* GIVEN PASSAGE *
******
In 1950, the world’s overall fertility rate was 5 children per woman per lifetime. Today it is 2.26, and dropping. The trend is global, encompassing nations as different as Iran (7.0 in 1965, 2.1 in 2005), Thailand (6.5 in 1968, 1.64 in 2006), Paraguay (5.91 in 1970, 3.8 in 2008) and Togo (7.05 in 1970, 4.85 in 2008). Of course, there’s a big difference among those numbers. “Replacement rate” fertility for a developed country is 2.1 children per woman per lifetime (it can be as high as 2.3 in poorer nations), so Thailand and Togo are on very different paths for now. The downward trend, though, is worldwide.

If that pattern continues (and for now demographers see no reason to expect otherwise), the population of the Earth (now 6.7 billion) will peak in 2050 at somewhere between 7.8 and 12 billion, according to United Nations Population Division estimates. (Nine billion people, its medium-fertility projection, is today’s best guess.) After mid-century, population will decline, the UN estimates. As best as demographers can tell, there is no “population bomb.” Or, rather, it has already gone off.

Instead, the most striking contemporary consequence of the demographic transition is a push in more and more nations to increase their birth rates, for reasons both logical and politically popular. The last century’s demographic changes didn’t just falsify the notion that we’re “breeding ourselves into oblivion.” They also made it politically impossible to enact policies based on this belief.

Here’s why: When an industrialized nation’s population shrinks, fewer and fewer working-age people have to support more and more retirees. China, for example, now has about six working-age people for each retired person. On current trends that ratio will be 2 workers per retiree by 2050. That’s a prescription for labor shortages, falling production, and political uproar as promised pensions and health-care for the elderly become impossible to pay for.

As Mara Hvistendahl reported last month in Science (you can read a pdf of her piece here) a group of concerned Chinese demographers is working to change that country’s “one-child” policy, which currently limits more than 60 percent of the population to one offspring only. (The policy doesn’t affect everyone because of a byzantine system of exceptions and exemptions, as described here, in a 2007 article in Population and Development Review. It was, amazingly, the first systematic analysis of the policy by demographers.)

Earlier this month, in this lucid post, one of the authors of that review, the sociologist Wang Feng, summarized the “imminent and inevitable” crisis facing China as a consequence of its falling growth rate. He is one of the demographers who think, as he told Hvistendahl, “it’s time to start experimenting and looking at how to phase out the policy.”

Meanwhile many, if not most, rich nations are already nudging their people to have more children. The French state, for instance, is typical in its incentives: it pays in full for citizens’ infertility treatments, and gives 10 weeks additional paid maternity leave for a third child than for the first two. And France’s fertility rate, 1.9 births per woman per lifetime, is already near the crucial “replacement rate” of 2.1.  Many other industrialized nations, including Japan, Italy, Spain and Russia, fall around 1.3, so they’re nudging harder. Since 2006, for instance, Russian parents with one child receive $9,200 in “baby money” for each additional offspring.
******
(Location identification entries)
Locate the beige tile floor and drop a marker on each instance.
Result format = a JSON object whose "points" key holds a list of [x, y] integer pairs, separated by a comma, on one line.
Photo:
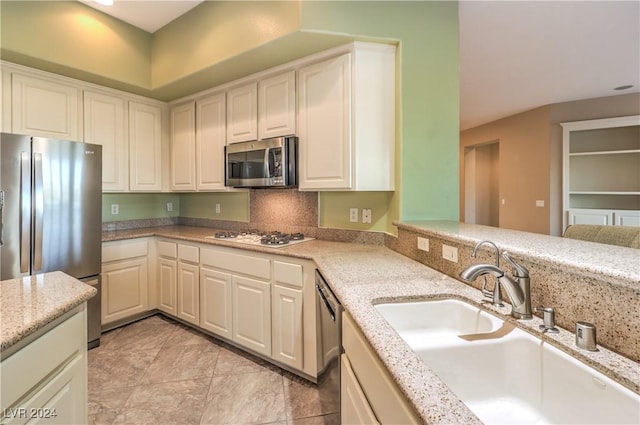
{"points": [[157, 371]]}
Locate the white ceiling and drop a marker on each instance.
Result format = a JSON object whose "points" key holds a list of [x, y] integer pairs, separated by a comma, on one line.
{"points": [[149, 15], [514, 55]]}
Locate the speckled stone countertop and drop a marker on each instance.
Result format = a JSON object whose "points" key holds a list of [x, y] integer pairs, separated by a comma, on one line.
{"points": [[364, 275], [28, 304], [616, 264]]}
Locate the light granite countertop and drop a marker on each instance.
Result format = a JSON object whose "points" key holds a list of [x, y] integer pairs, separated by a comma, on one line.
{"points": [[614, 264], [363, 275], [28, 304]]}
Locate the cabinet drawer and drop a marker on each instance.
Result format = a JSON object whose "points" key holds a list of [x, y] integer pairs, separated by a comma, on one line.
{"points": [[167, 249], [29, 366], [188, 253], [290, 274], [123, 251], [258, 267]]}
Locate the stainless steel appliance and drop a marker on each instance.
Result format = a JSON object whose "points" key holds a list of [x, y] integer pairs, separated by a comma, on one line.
******
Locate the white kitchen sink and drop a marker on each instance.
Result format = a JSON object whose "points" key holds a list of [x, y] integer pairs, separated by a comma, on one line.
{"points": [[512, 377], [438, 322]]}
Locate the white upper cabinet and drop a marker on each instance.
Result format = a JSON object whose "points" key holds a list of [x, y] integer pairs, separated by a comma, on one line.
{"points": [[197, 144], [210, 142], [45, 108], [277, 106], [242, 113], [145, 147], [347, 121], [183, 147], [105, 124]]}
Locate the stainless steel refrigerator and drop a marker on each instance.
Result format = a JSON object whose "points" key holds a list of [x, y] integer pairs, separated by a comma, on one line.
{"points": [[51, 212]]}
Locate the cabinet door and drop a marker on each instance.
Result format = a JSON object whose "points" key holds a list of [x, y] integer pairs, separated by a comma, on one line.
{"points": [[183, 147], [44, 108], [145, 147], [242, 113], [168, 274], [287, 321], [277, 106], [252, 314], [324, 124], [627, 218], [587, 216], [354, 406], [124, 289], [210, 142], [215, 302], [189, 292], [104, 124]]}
******
* PROBLEMS TO WORK ON *
[a] Echo the passage on global fertility decline from "If that pattern" to "already gone off.".
[b] Proceed with the passage on global fertility decline, picking up after its final sentence.
These entries were drawn from a separate source.

* ANSWERS FOR THE EXERCISE *
[a]
If that pattern continues (and for now demographers see no reason to expect otherwise), the population of the Earth (now 6.7 billion) will peak in 2050 at somewhere between 7.8 and 12 billion, according to United Nations Population Division estimates. (Nine billion people, its medium-fertility projection, is today’s best guess.) After mid-century, population will decline, the UN estimates. As best as demographers can tell, there is no “population bomb.” Or, rather, it has already gone off.

[b]
As long as the world is organized into nation-states, politicians have little choice. If Italians keep reproducing at a rate of 1.3 children per woman, there will be no more Italians (at least, not Italians-by-descent) in 2110. What could be dafter, then, than a rich-nation “think tank” proselytizing for drastic cuts in population?

The political unpopularity of national extinction isn’t the only source of resistance to anti-fertility arguments. There’s also the innate psychology of a social species: Unless you are very frightened or very privileged or very educated in a particularly technocratic point of view on the world, you will have a hard time seeing the birth of a human infant as bad news. Population-panic groups try their best to get around this, but their own data show how hard it is to budge the public.

On its website, for instance, the Optimum Population Trust touts a 2009 poll it commissioned in the United Kingdom, in which 72 percent of respondents said they agreed with the claim that there are just too many human beings on Earth, and 70 percent found their own country overpopulated too. I downloaded the complete data, in spreadsheet form was struck by a different number: The 65 percent who said their own area needed only “slightly fewer” people, or was just fine at its current density, or could actually use a higher population.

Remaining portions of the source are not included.